# [Consigne]
Recopiez mot pour mot, dans l'extrait sur le Sahara occidental, tout ce qui va de « M. Abdelaziz: A » jusqu'à « de la stabilité. ».

# [Extrait retenu]
::::
Il est temps à présent que le Secrétariat général des Nations unies et le Conseil de sécurité appellent les choses par leur vrai nom et soient clairs. C'est le Maroc qui bloque les négociations directes. C'est le Maroc qui veut imposer des Marocains pour qu'ils prennent part au référendum. C'est le Maroc qui cherche à falsifier les listes électorales et faire échec aux efforts de l'ONU, du Conseil de sécurité, de l'OUA, des pays de la région et de toutes les personnes de bonne volonté.

Certaines ex-puissances coloniales ont actuellement des intérêts avec le Maroc. Ces intérêts piétinent le principe de décolonisation du Sahara occidental. Peut-on, à votre avis, concilier ces deux concepts, tout en respectant le droit d'un peuple en lutte ?

M. Abdelaziz: A notre avis,oui. Il n'y a pas de contradiction entre l'intérêt de ces puissances et la décolonisation du territoire sahraoui.
Nous trouvons étrange la position de certaines puissances, en premier celle de la France. Dès 1975, ces puissances ont soutenu la politique de partage du Sahara occidental entre le Maroc et la Mauritanie, puis l'annexion de notre territoire par le Maroc. Elles continuent de soutenir la politique d'intransigeance du gouvernement marocain, qui sabote tous les efforts de paix. Il est logique que les Etats veillent sur leurs intérêts, mais dans le respect de la justice, de la légalité internationale et du principe sacré du droit d'un peuple.
A notre avis la préservation des intérêts de ces puissances dans la région exige une condition essentielle, le soutien de la paix durable et de la stabilité.
::::
# [Données enregistrées]
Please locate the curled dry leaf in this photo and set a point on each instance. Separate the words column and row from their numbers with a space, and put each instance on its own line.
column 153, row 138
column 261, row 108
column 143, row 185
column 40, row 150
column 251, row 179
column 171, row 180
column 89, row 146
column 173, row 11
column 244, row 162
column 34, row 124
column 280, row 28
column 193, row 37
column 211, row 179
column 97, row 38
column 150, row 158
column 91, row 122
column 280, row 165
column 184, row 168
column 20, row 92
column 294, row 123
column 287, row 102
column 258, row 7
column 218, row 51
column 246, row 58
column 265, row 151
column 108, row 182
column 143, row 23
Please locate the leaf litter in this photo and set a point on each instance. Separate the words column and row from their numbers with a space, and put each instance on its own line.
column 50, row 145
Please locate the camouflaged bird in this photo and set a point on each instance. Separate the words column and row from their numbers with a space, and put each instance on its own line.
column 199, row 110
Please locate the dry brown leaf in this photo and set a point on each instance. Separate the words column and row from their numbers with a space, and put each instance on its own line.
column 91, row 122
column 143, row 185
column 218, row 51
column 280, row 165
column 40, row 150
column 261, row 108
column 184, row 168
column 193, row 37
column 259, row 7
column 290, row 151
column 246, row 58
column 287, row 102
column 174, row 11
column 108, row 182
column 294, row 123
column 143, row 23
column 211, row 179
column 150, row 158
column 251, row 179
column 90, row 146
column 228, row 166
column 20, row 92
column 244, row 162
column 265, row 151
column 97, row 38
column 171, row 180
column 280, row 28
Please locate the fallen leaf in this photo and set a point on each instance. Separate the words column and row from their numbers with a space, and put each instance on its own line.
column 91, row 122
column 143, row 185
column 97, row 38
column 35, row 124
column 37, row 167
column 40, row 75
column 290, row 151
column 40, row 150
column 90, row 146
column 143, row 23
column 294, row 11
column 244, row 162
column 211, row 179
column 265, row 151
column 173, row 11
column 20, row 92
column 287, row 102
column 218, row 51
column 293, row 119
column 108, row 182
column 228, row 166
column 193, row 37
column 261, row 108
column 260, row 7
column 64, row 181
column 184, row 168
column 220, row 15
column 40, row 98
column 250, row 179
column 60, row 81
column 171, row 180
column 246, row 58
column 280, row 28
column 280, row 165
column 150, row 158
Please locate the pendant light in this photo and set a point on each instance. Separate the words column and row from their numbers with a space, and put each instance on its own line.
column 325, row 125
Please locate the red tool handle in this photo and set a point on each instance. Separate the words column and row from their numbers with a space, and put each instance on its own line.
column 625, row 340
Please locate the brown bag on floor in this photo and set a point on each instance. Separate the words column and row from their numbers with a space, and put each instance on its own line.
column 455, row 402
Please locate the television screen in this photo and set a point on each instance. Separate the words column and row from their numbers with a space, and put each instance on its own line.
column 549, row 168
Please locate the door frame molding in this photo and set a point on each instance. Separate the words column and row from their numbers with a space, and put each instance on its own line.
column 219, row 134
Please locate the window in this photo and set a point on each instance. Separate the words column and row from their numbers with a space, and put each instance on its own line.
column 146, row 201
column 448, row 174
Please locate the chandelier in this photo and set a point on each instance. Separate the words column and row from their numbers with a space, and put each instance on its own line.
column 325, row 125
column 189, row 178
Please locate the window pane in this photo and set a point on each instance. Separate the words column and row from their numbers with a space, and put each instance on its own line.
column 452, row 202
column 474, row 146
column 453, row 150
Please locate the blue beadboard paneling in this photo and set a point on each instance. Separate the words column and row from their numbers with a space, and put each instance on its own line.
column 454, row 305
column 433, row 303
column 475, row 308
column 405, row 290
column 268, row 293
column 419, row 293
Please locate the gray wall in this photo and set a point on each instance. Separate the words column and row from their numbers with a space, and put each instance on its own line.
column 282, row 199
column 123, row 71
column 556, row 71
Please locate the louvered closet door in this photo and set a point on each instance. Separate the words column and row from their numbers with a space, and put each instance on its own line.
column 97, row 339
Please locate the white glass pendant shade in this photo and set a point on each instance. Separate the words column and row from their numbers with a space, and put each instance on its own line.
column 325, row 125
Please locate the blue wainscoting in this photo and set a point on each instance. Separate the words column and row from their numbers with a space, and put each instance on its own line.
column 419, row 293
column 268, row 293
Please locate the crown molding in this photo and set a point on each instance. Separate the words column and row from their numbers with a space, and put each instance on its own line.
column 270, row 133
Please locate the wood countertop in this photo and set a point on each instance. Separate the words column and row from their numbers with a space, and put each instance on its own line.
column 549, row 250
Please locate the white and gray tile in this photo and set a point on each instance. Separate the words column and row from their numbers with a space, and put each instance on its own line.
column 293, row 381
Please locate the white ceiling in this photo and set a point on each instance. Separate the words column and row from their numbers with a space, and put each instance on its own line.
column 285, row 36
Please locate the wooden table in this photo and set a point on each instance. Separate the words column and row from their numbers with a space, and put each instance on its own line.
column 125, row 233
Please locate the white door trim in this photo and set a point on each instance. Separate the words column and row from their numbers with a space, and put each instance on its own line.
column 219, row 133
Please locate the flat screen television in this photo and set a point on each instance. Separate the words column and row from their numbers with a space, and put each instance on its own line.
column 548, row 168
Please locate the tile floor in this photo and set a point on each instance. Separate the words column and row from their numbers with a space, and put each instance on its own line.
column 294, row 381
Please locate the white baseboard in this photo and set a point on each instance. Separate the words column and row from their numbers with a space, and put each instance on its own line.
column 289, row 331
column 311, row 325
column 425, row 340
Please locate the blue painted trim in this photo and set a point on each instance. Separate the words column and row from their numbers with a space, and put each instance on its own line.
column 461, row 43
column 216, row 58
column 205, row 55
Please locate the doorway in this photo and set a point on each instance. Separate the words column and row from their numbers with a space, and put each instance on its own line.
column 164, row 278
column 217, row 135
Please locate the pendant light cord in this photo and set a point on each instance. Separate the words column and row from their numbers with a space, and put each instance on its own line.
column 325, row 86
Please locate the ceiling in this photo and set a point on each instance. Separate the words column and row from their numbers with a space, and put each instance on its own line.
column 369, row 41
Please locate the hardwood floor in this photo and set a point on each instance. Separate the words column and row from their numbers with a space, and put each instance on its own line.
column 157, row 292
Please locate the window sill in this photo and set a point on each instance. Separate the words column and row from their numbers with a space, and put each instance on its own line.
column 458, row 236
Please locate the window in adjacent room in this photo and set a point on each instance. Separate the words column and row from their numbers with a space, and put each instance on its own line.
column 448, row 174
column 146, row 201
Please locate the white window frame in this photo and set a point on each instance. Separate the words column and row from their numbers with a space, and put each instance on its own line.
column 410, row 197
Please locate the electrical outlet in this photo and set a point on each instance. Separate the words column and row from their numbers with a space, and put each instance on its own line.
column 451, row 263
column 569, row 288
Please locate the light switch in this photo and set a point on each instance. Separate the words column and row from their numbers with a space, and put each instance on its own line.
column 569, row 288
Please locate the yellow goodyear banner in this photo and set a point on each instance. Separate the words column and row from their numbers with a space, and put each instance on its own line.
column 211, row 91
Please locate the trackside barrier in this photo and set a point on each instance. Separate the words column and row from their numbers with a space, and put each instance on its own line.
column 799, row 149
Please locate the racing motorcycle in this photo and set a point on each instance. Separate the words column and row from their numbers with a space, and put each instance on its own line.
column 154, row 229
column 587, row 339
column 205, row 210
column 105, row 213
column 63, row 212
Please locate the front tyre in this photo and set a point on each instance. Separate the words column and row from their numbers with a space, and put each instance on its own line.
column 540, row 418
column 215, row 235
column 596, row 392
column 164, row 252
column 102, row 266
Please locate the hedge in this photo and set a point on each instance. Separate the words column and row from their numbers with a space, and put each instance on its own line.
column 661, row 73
::::
# [Réponse à l'exercice]
M. Abdelaziz: A notre avis,oui. Il n'y a pas de contradiction entre l'intérêt de ces puissances et la décolonisation du territoire sahraoui.
Nous trouvons étrange la position de certaines puissances, en premier celle de la France. Dès 1975, ces puissances ont soutenu la politique de partage du Sahara occidental entre le Maroc et la Mauritanie, puis l'annexion de notre territoire par le Maroc. Elles continuent de soutenir la politique d'intransigeance du gouvernement marocain, qui sabote tous les efforts de paix. Il est logique que les Etats veillent sur leurs intérêts, mais dans le respect de la justice, de la légalité internationale et du principe sacré du droit d'un peuple.
A notre avis la préservation des intérêts de ces puissances dans la région exige une condition essentielle, le soutien de la paix durable et de la stabilité.